Your objective - Convert the listing below into a JSON list of strings, with one string for each line and blank lines omitted. Leave the pictures out of your answer.

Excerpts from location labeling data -

-=-=-

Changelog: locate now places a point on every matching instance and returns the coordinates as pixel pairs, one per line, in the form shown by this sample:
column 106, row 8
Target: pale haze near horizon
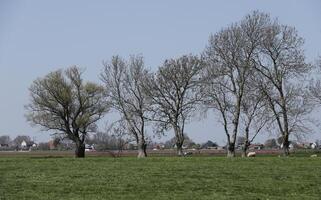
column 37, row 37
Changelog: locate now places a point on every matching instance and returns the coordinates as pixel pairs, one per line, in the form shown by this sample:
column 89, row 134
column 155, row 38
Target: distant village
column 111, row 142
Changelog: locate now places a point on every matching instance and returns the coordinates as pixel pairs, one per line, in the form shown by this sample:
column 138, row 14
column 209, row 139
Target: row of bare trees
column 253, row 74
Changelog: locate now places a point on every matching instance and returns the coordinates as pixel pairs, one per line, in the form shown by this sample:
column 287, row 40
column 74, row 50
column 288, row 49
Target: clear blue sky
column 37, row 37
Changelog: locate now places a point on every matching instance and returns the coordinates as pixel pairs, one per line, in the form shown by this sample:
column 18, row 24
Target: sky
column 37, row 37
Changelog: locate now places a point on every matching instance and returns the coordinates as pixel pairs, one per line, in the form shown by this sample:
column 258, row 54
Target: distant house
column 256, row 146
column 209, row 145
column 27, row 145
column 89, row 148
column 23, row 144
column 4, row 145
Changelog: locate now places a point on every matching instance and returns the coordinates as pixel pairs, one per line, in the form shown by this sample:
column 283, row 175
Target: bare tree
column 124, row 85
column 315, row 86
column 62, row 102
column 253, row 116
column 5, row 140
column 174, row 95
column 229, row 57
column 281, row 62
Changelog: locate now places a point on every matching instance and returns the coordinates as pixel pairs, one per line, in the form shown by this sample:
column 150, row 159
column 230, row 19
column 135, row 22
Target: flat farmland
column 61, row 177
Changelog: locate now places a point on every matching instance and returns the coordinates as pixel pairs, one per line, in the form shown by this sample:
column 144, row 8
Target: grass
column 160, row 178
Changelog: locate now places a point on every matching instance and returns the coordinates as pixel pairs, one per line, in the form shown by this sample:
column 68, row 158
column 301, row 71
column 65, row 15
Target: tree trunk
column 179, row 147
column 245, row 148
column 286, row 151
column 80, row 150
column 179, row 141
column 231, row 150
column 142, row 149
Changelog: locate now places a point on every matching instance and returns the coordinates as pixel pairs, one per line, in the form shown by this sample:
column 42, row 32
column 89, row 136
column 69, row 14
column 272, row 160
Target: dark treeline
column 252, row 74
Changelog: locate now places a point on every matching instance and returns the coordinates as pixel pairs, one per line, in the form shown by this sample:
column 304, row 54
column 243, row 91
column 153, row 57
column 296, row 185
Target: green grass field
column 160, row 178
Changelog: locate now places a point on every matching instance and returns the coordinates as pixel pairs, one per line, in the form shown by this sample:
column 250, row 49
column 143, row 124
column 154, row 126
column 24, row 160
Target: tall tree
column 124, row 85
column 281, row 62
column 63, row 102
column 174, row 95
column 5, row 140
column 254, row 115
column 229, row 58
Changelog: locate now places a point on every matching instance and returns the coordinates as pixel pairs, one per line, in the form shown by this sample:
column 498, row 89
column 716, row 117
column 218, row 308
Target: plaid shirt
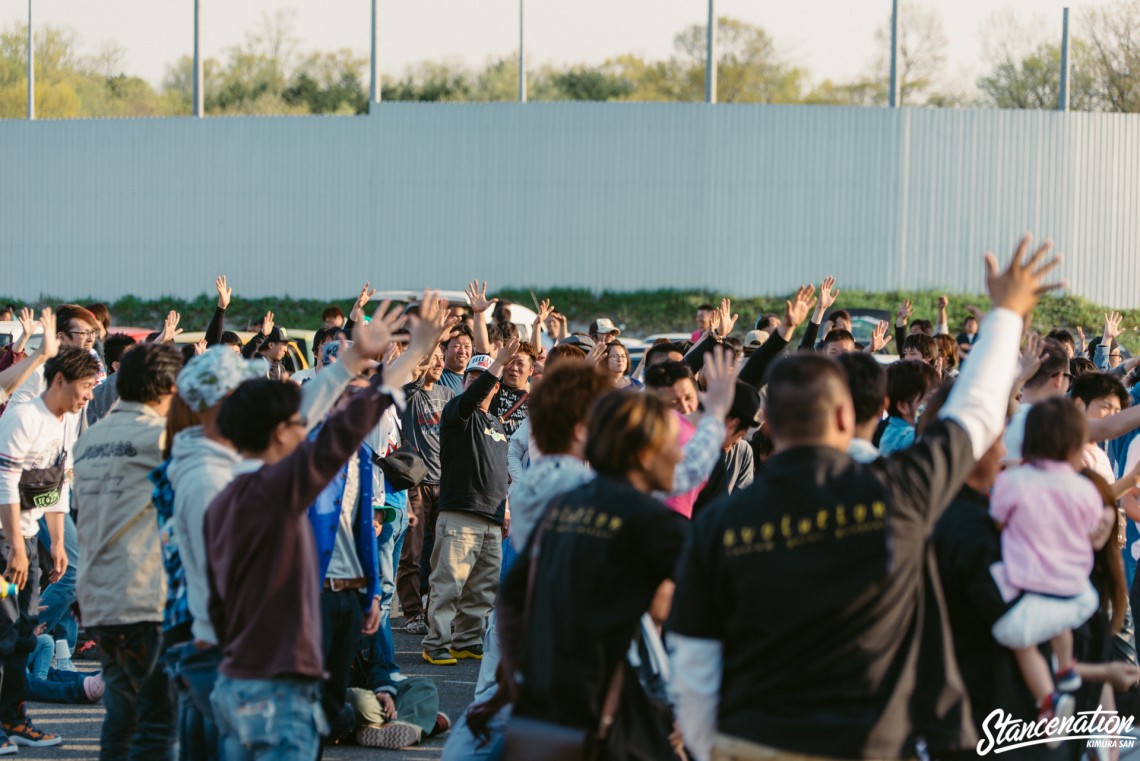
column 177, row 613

-=-=-

Full answer -
[
  "Changelog: locate now places a point on every matching instance and returns the coordinates as pixel pairs, one per line, in the form shown by this sample:",
  "column 106, row 8",
  "Target: pale haze near horizon",
  "column 37, row 37",
  "Changelog: locate now places a point on every matching instance and returns the coordinates as pixel pairs, one per line, in the form shown by this sample:",
  "column 89, row 134",
  "column 155, row 38",
  "Target: distant village",
  "column 111, row 142",
  "Changelog: locate now places a point on every matching instance and returns the coordinates as pixel pairs, one per line, in the form shown by this sample:",
  "column 138, row 14",
  "column 209, row 139",
  "Target: row of bare trees",
  "column 253, row 74",
  "Changelog: locate now places a point on every matching instance and returns the coordinates as pixel pairs, one per line, in the form shown by this sample:",
  "column 287, row 40",
  "column 74, row 50",
  "column 288, row 49",
  "Target: clear blue sky",
  "column 37, row 37",
  "Changelog: locate now places a point on every matching instance and returns the coordinates as pixel pairs, one per line, in the form shown by this sample:",
  "column 18, row 24",
  "Target: sky",
  "column 37, row 37",
  "Changelog: locate now places a point on every matching instance and returns the coordinates as pixel pairs, one per line, in the form shown by this sample:",
  "column 258, row 54",
  "Target: distant house",
  "column 256, row 146",
  "column 209, row 145",
  "column 27, row 145",
  "column 89, row 148",
  "column 23, row 144",
  "column 4, row 145",
  "Changelog: locate now places a point on every matching instance and returns the coordinates as pixel pairs, one per line, in the form shown by this sample:",
  "column 283, row 175",
  "Target: bare tree",
  "column 124, row 85",
  "column 315, row 86",
  "column 62, row 102",
  "column 253, row 116",
  "column 5, row 140",
  "column 174, row 95",
  "column 229, row 57",
  "column 281, row 62",
  "Changelog: locate now places a point on every matching instance and returns the coordinates as pixel pairs, one per line, in the form shown by this sample:",
  "column 150, row 159",
  "column 230, row 19",
  "column 135, row 22",
  "Target: flat farmland",
  "column 61, row 177",
  "Changelog: locate now places a point on every matching instance and returns the coordinates as pixel pairs, one per line, in the form shown by this sample:",
  "column 144, row 8",
  "Target: grass",
  "column 160, row 178",
  "Changelog: locate now places a point on every matching instance and returns the coordinates as pixel pairs, one per line, in the form shown by this sample:",
  "column 68, row 158",
  "column 301, row 71",
  "column 65, row 15",
  "Target: tree trunk",
  "column 179, row 147",
  "column 245, row 148",
  "column 286, row 151",
  "column 80, row 150",
  "column 179, row 141",
  "column 231, row 150",
  "column 142, row 149",
  "Changelog: locate now places a point on every matching instance and returns the coordinates as pixel pairs, one per line, in the form shown by this sample:",
  "column 42, row 32",
  "column 89, row 136",
  "column 69, row 14",
  "column 272, row 160",
  "Target: dark treeline",
  "column 252, row 74",
  "Changelog: locate now places a point on every matching instance and returns the coordinates as pixel pairs, one per line, in the form shown by this sample:",
  "column 304, row 54",
  "column 243, row 91",
  "column 153, row 57",
  "column 296, row 185",
  "Target: green grass field",
  "column 160, row 178",
  "Changelog: locate now places a point on every matching instance and returns the coordinates as pixel pairs, one per line, in the form shown by this sample:",
  "column 250, row 49",
  "column 143, row 124",
  "column 154, row 126",
  "column 24, row 160",
  "Target: tall tree",
  "column 124, row 85",
  "column 281, row 62",
  "column 63, row 102",
  "column 174, row 95",
  "column 5, row 140",
  "column 254, row 115",
  "column 229, row 58",
  "Changelog: locate now places a point on every matching instance and returns the coordinates as pixel pairs, one per line, in the form shown by this sample:",
  "column 498, row 89",
  "column 716, row 117",
  "column 218, row 308",
  "Target: plaid shirt",
  "column 177, row 613"
]